▶ _Exercise brief_:
Among the records below, find each line that includes the string "parked" and copy it.

===== Source data =====

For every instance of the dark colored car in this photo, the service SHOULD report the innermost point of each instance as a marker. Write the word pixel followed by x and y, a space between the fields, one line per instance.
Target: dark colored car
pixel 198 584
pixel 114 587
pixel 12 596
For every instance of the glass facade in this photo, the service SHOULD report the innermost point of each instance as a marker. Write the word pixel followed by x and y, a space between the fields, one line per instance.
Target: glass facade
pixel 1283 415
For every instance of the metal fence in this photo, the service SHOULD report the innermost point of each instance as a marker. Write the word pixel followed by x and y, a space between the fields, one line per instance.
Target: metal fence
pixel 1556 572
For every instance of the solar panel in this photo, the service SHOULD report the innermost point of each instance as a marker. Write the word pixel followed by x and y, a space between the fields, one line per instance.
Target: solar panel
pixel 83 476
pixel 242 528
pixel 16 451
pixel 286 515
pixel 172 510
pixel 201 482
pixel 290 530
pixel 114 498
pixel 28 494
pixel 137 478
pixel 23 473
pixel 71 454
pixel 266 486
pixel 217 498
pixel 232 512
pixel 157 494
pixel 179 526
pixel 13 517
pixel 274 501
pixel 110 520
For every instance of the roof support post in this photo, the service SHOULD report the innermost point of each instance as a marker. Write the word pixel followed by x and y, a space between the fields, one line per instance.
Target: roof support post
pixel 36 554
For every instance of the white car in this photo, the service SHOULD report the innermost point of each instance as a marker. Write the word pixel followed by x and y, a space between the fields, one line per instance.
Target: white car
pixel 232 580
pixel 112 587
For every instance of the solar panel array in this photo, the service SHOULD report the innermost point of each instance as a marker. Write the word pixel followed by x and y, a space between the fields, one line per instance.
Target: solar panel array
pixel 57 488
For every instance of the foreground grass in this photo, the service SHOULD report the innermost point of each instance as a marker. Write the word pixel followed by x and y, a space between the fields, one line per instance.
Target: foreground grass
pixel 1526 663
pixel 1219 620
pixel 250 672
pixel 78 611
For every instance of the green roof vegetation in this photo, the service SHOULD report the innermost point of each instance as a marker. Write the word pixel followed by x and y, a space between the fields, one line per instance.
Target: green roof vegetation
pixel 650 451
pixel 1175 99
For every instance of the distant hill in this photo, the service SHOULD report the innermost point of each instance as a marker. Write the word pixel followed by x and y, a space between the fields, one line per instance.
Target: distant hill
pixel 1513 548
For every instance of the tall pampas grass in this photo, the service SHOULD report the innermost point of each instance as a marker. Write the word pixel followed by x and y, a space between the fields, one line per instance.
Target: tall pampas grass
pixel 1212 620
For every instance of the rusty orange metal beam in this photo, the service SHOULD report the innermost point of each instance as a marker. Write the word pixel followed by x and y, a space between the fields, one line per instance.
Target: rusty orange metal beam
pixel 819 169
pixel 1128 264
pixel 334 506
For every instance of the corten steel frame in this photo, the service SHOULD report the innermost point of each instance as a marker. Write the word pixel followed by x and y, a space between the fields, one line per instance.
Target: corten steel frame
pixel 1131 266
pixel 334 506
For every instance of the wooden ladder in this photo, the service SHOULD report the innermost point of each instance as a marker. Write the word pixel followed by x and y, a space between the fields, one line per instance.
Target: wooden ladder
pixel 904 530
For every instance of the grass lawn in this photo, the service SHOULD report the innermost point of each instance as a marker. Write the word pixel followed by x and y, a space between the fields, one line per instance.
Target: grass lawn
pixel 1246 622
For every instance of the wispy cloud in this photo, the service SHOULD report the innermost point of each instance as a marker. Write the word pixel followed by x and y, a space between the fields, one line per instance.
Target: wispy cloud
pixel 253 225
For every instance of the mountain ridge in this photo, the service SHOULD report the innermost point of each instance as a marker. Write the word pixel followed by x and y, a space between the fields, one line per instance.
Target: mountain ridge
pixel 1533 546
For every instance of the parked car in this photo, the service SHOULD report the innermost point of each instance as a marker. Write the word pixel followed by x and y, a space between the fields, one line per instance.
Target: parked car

=====

▶ _Exercise response_:
For every instance of the parked car in this photo, the service SHOULD report the innermost point of each instance as a marker. Write the word pixel followed by x and y, a space between the fields, one line per instance.
Target: parked car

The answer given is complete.